##### TEXT EXCERPT

Solution concept with the transfer tray

The high-performance solution provided by the Condition Monitoring Library is shown in the diagram below. The control task collects data in "packets" of 20 samples via the oversampling terminal (shown in blue in the diagram). These are stored in a buffer whose size corresponds to the length of the input buffer of the amplitude spectrum function block (125000 / 20 = 6250, shown in green in the diagram). Once the buffer is full, i.e. after 3125 cycles of the control task, its object reference is transferred to a second task (processing task) with the aid of an asynchronous communication mechanism (FIFO principle), which has a much longer cycle time of 20 milliseconds. According to the rule of thumb described in Task Setting, a maximum cycle time of 1,562.5 ms is allowed for the calculating task. This requirement is clearly met with the value of 20 ms.

Parallel processing with Transfer Tray 1:


This communication mechanism uses hardware-secured, so-called atomic operations to guarantee that only one of the tasks has access to the corresponding buffer (hereinafter also referred to as MultiArray) at the same time. This is similar to a transfer tray at a bank counter, which ensures that either the customer or the cashier (but not both simultaneously) can access its contents.

Parallel processing with Transfer Tray 2:

Response latency

The FIFO principle applies to queues. Therefore, and because of asynchronous communication, the result is not immediately available. Responses with variable latency are possible.

The calculation result (the magnitude spectrum) is returned to the control task via a further queue with the same communication mechanism, which can then further evaluate it. Of course, communication to another, third task and the provision of the result in the computing task itself is also possible.

In general, compared to motion applications the computing task is not subject to hard real-time conditions and can therefore be executed with a lower priority than the control task. The task management of the TwinCAT 3 system ensures that the task with the highest priority is always executed first, so that these real-time conditions can be fulfilled even with complex calculations.

The presented concept can be used on both single-core and multi-core CPUs. Distribution over many cores is possible without the central locks causing bottlenecks.

##########

EXERCISE:
Reproduce word for word the stretch of the transfer tray text from "The high-performance solution" through "value of 20 ms.".

##### GIVEN INFORMATION

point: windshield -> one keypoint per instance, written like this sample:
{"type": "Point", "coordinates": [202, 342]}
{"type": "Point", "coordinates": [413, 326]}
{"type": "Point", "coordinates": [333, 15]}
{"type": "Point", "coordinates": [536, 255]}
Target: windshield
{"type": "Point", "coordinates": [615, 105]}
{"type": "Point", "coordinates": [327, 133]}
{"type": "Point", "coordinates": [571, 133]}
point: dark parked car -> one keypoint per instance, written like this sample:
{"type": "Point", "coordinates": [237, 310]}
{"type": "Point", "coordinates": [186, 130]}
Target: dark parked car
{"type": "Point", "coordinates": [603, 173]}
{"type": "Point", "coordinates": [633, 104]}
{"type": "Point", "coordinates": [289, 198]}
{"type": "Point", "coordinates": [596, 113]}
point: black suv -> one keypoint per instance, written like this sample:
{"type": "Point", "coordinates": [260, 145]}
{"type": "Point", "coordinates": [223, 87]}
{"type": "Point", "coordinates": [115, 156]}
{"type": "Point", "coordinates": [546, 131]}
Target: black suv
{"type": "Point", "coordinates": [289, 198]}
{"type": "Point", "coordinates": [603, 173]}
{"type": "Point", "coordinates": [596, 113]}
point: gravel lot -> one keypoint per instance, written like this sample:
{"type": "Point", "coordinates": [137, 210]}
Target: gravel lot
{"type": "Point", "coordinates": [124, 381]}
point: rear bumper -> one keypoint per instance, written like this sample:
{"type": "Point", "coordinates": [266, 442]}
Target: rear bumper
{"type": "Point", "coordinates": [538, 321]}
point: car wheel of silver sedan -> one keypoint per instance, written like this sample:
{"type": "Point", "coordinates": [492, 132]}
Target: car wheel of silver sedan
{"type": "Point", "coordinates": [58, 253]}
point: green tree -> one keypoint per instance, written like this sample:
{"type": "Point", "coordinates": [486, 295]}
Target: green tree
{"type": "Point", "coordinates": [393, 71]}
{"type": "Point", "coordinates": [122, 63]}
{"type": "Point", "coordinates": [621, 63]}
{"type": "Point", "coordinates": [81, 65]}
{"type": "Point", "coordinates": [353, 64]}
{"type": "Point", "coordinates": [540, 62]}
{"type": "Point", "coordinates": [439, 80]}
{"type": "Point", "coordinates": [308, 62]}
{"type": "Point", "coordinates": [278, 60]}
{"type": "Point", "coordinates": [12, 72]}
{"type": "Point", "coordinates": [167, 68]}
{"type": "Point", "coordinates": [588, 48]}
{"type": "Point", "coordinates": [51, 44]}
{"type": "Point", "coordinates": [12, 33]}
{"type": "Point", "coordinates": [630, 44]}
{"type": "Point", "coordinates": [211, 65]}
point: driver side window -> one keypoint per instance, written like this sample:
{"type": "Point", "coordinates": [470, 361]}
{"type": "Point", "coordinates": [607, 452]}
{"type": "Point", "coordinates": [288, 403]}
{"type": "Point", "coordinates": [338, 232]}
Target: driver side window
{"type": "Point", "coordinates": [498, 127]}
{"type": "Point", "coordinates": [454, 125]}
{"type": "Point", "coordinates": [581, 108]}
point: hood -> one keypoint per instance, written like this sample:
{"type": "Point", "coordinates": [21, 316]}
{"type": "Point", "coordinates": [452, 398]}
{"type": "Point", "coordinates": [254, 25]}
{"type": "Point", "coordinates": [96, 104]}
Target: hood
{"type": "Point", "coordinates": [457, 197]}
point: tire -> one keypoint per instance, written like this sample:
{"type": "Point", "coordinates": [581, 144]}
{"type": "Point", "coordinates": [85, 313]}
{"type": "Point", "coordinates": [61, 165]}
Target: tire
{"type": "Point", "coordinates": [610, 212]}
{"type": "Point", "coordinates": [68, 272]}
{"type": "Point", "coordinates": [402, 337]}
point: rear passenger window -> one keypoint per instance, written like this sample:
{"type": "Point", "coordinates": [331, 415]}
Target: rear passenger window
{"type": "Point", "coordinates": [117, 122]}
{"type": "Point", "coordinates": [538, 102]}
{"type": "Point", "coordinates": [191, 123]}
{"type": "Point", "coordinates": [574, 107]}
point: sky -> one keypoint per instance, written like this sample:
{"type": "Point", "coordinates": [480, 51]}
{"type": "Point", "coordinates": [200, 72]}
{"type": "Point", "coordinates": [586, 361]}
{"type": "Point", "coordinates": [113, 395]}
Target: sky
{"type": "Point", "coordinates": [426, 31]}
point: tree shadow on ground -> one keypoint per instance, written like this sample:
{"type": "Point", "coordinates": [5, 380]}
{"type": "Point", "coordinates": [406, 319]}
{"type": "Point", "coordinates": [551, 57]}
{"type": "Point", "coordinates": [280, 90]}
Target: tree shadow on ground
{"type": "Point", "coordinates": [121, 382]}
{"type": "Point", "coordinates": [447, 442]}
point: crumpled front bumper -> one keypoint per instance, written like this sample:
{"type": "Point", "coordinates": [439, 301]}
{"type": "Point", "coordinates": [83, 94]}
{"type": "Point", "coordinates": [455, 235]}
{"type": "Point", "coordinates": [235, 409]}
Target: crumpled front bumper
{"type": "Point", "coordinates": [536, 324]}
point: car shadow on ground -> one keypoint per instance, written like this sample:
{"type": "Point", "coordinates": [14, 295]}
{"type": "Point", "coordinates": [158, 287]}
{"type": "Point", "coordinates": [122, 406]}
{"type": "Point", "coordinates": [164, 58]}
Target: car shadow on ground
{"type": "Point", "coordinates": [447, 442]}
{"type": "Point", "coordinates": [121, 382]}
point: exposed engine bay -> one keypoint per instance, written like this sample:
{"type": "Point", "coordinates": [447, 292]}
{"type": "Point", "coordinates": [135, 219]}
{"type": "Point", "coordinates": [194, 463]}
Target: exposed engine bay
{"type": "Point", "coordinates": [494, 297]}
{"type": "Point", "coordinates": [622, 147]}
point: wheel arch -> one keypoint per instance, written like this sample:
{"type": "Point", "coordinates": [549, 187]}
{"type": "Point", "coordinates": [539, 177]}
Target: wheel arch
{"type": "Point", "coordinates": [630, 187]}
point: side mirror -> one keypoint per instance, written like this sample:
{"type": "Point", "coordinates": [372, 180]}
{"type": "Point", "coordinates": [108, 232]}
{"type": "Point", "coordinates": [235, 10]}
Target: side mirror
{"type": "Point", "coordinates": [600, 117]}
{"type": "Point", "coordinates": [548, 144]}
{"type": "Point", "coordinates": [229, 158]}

##########

ANSWER TO THIS TASK:
The high-performance solution provided by the Condition Monitoring Library is shown in the diagram below. The control task collects data in "packets" of 20 samples via the oversampling terminal (shown in blue in the diagram). These are stored in a buffer whose size corresponds to the length of the input buffer of the amplitude spectrum function block (125000 / 20 = 6250, shown in green in the diagram). Once the buffer is full, i.e. after 3125 cycles of the control task, its object reference is transferred to a second task (processing task) with the aid of an asynchronous communication mechanism (FIFO principle), which has a much longer cycle time of 20 milliseconds. According to the rule of thumb described in Task Setting, a maximum cycle time of 1,562.5 ms is allowed for the calculating task. This requirement is clearly met with the value of 20 ms.